# Reading text
= = = =
After purging my body of all its contents, I rightly proceeded to call in sick to the office and promptly went back to bed. As I was carpooling with my mother at the time, I let her know that I was ill and not going to work. Having seen my state over the weekend, Mom offered to call the after-hours clinic to see if they could take me, which I gladly accepted.
By this time I had also become increasingly sensitive to light. I had to stop watching TV on Sunday afternoon because it was blinding me and causing pain in my eyes and head. Even looking at the screen on my handy-dandy flip phone was out of the question. I now recognize that I was experiencing a migraine, but had never had one before, so I had no idea what was going on. My mother called to tell me that I had an appointment at 5:30PM that evening. She would come by and pick me up after driving my uncle home to Memramcook. So back to bed I went.
Sometime mid-afternoon, I got up to make my regular pilgrimage to the bathroom, only this time, I hadn’t enough energy to stand. I crumpled to the floor. I still recall the moment vividly. I realized that I was lying in a heap on my bedroom floor and thought to myself, “I should probably get up now;” to which I replied, out loud, “Nah…not worth it,” and then started laughing. I then blacked out for the next few hours.
= = = =
# Saved entries

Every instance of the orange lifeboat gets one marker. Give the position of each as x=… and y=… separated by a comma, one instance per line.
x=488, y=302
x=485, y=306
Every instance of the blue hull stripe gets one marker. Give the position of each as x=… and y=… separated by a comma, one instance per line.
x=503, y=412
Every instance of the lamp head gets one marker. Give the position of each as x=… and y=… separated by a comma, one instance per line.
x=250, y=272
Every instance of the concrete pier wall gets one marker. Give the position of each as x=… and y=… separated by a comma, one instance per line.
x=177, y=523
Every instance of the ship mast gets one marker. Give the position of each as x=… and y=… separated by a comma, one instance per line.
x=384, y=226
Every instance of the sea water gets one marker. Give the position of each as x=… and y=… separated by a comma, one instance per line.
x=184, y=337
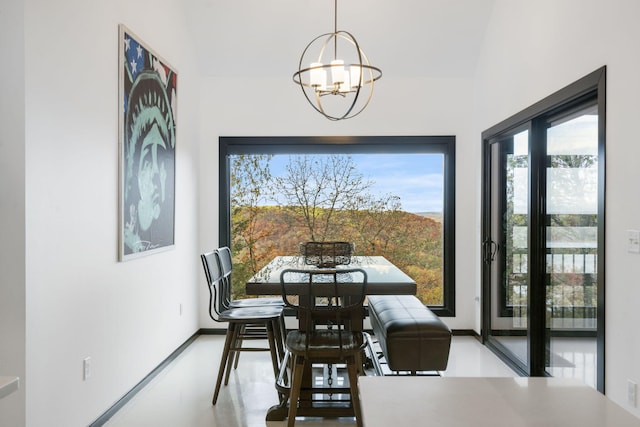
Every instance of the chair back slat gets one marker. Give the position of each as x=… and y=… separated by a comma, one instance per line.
x=226, y=266
x=324, y=296
x=213, y=274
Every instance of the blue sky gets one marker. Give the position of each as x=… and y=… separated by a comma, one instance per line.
x=416, y=178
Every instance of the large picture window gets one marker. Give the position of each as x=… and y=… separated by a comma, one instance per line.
x=389, y=196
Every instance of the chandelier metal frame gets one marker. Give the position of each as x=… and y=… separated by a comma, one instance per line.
x=354, y=79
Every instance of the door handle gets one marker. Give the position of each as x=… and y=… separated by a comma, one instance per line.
x=489, y=250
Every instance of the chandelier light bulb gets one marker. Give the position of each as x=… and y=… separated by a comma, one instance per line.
x=348, y=75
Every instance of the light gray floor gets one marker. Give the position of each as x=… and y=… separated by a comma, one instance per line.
x=180, y=396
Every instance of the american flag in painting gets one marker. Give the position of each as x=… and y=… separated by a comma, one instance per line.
x=148, y=88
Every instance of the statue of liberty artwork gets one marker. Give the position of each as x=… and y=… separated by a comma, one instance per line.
x=148, y=90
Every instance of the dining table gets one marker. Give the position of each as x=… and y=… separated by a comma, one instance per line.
x=484, y=401
x=383, y=278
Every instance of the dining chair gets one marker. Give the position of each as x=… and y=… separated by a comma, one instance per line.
x=267, y=317
x=226, y=267
x=325, y=301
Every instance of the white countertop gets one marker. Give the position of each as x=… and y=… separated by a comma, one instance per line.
x=8, y=385
x=496, y=402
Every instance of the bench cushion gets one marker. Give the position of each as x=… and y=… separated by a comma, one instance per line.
x=411, y=336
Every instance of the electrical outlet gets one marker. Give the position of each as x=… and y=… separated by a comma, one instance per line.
x=632, y=391
x=633, y=241
x=86, y=368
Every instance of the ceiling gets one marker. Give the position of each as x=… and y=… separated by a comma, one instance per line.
x=405, y=38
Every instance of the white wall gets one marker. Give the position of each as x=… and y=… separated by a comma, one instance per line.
x=12, y=209
x=533, y=49
x=80, y=301
x=399, y=107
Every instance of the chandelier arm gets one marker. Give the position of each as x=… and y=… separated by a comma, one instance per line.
x=346, y=80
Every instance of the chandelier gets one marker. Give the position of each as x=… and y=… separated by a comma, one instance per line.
x=339, y=80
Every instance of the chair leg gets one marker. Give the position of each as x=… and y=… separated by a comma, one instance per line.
x=279, y=331
x=294, y=392
x=233, y=349
x=223, y=360
x=352, y=368
x=241, y=332
x=271, y=336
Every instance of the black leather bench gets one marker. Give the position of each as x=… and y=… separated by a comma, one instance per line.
x=411, y=337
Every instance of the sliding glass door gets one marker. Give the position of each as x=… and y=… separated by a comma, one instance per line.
x=505, y=250
x=571, y=215
x=543, y=235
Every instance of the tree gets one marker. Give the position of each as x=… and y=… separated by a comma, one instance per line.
x=250, y=188
x=315, y=187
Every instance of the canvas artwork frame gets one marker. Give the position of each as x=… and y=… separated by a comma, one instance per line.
x=147, y=142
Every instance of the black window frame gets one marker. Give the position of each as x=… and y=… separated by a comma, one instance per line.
x=589, y=90
x=445, y=145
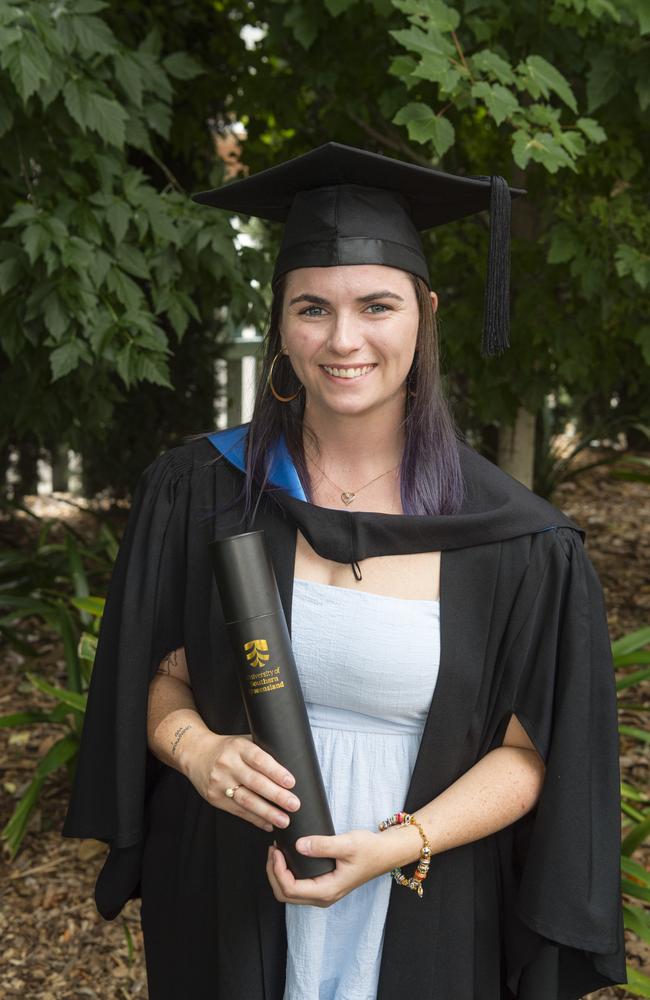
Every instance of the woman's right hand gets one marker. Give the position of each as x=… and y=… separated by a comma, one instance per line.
x=216, y=762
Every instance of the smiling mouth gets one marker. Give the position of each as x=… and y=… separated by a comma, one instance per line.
x=348, y=373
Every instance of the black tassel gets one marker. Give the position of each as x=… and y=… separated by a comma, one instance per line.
x=356, y=569
x=496, y=323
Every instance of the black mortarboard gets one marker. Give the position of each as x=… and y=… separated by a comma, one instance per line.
x=344, y=205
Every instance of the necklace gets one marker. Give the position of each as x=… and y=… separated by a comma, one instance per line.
x=347, y=496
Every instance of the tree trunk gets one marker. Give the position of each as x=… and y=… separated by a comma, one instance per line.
x=517, y=447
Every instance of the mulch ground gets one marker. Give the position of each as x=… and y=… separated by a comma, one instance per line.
x=56, y=946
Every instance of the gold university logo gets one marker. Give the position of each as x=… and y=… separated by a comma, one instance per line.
x=257, y=652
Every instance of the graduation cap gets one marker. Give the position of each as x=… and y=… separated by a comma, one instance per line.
x=345, y=205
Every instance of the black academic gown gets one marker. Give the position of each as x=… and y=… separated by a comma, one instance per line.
x=531, y=912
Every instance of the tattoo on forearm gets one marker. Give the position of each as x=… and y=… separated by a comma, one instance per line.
x=179, y=734
x=167, y=664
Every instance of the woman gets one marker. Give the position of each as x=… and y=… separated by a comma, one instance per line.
x=448, y=628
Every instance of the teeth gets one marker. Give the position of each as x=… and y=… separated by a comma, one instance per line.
x=348, y=372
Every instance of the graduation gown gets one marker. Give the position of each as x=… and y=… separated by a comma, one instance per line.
x=532, y=911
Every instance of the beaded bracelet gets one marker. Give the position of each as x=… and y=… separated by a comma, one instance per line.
x=422, y=870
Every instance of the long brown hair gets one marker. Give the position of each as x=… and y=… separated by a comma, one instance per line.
x=431, y=480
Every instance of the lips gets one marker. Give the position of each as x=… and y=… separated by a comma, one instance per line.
x=349, y=378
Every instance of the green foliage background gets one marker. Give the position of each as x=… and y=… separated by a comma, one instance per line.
x=117, y=290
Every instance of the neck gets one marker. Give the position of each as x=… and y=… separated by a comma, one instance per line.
x=358, y=446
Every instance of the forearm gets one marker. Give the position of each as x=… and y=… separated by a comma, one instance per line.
x=174, y=726
x=496, y=791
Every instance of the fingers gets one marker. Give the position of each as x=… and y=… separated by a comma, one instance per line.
x=258, y=774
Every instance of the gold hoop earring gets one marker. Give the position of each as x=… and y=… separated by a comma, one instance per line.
x=283, y=399
x=410, y=391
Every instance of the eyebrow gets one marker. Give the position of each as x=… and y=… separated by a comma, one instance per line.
x=318, y=300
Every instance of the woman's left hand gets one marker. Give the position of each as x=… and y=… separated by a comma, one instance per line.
x=359, y=858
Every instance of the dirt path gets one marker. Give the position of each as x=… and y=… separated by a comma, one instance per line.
x=57, y=947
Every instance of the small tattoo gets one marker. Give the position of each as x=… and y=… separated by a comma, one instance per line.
x=167, y=664
x=179, y=734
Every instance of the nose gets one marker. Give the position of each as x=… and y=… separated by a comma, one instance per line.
x=344, y=335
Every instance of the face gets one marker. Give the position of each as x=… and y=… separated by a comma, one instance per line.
x=361, y=320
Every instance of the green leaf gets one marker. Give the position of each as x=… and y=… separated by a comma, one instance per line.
x=64, y=359
x=107, y=118
x=630, y=261
x=124, y=287
x=28, y=63
x=129, y=76
x=591, y=128
x=118, y=216
x=11, y=272
x=423, y=125
x=91, y=605
x=62, y=695
x=23, y=719
x=54, y=315
x=74, y=97
x=573, y=142
x=133, y=260
x=98, y=267
x=6, y=117
x=444, y=18
x=521, y=148
x=564, y=246
x=161, y=224
x=182, y=66
x=492, y=64
x=336, y=7
x=87, y=648
x=642, y=10
x=89, y=6
x=424, y=41
x=548, y=78
x=438, y=69
x=303, y=27
x=500, y=102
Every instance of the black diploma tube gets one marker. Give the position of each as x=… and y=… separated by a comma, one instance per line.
x=270, y=686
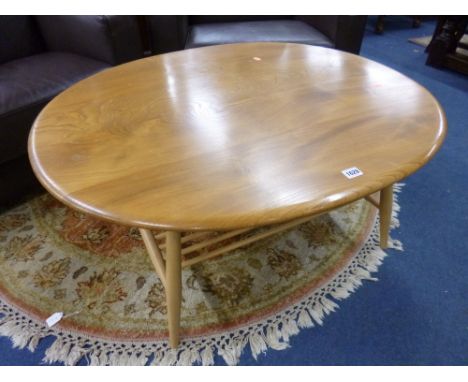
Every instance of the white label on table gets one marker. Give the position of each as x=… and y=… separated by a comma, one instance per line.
x=352, y=172
x=52, y=320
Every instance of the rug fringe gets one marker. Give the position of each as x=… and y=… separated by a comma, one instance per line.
x=70, y=348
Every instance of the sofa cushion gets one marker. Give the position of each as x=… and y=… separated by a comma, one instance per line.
x=252, y=31
x=19, y=37
x=27, y=85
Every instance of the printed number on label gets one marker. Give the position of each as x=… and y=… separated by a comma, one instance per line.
x=352, y=172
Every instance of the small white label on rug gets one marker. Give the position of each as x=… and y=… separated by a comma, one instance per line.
x=52, y=320
x=352, y=172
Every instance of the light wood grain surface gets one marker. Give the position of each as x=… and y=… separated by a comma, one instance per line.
x=232, y=136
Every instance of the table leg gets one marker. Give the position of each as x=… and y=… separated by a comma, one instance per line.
x=385, y=209
x=174, y=285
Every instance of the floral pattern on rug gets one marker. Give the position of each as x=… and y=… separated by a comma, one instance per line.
x=54, y=259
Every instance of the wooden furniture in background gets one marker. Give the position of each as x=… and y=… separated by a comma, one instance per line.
x=230, y=138
x=442, y=50
x=379, y=25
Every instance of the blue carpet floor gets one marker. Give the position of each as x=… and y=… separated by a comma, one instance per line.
x=417, y=313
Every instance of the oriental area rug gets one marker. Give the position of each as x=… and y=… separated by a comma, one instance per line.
x=54, y=259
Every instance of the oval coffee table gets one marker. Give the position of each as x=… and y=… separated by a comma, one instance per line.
x=230, y=138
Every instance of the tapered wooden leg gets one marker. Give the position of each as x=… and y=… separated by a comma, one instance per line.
x=385, y=207
x=174, y=285
x=154, y=254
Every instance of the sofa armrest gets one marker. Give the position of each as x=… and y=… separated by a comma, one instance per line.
x=112, y=39
x=167, y=33
x=346, y=32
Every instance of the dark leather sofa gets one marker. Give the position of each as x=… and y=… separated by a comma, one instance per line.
x=171, y=33
x=40, y=56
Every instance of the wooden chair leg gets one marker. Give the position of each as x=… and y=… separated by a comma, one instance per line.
x=386, y=203
x=174, y=285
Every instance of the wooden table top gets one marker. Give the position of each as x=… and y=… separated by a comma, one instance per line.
x=232, y=136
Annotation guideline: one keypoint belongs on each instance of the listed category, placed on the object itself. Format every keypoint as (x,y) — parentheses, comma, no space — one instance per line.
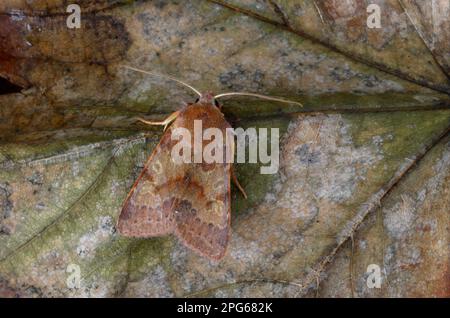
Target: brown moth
(189,200)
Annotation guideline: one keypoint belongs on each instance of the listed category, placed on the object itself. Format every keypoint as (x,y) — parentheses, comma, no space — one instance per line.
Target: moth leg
(236,182)
(164,123)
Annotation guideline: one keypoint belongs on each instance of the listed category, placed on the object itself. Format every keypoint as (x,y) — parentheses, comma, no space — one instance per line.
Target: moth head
(207,99)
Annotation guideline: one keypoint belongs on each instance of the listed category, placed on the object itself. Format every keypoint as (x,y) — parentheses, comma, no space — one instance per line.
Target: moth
(190,200)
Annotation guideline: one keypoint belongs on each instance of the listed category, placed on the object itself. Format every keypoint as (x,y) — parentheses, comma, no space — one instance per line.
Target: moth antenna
(163,76)
(277,99)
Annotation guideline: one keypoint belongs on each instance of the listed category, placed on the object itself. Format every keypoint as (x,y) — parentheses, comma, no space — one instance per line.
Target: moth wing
(148,209)
(202,213)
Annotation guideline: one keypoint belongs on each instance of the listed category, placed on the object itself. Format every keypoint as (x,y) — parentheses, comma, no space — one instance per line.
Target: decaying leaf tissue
= = = =
# Task 1
Reproduce the passage of the illness account that runs from "After purging my" up to and including "I gladly accepted.".
# Task 2
Which phrases in the illness account name a part of the day or a clock time? List each one.

# Exercise solution 1
After purging my body of all its contents, I rightly proceeded to call in sick to the office and promptly went back to bed. As I was carpooling with my mother at the time, I let her know that I was ill and not going to work. Having seen my state over the weekend, Mom offered to call the after-hours clinic to see if they could take me, which I gladly accepted.

# Exercise solution 2
- Sunday afternoon
- 5:30PM that evening
- mid-afternoon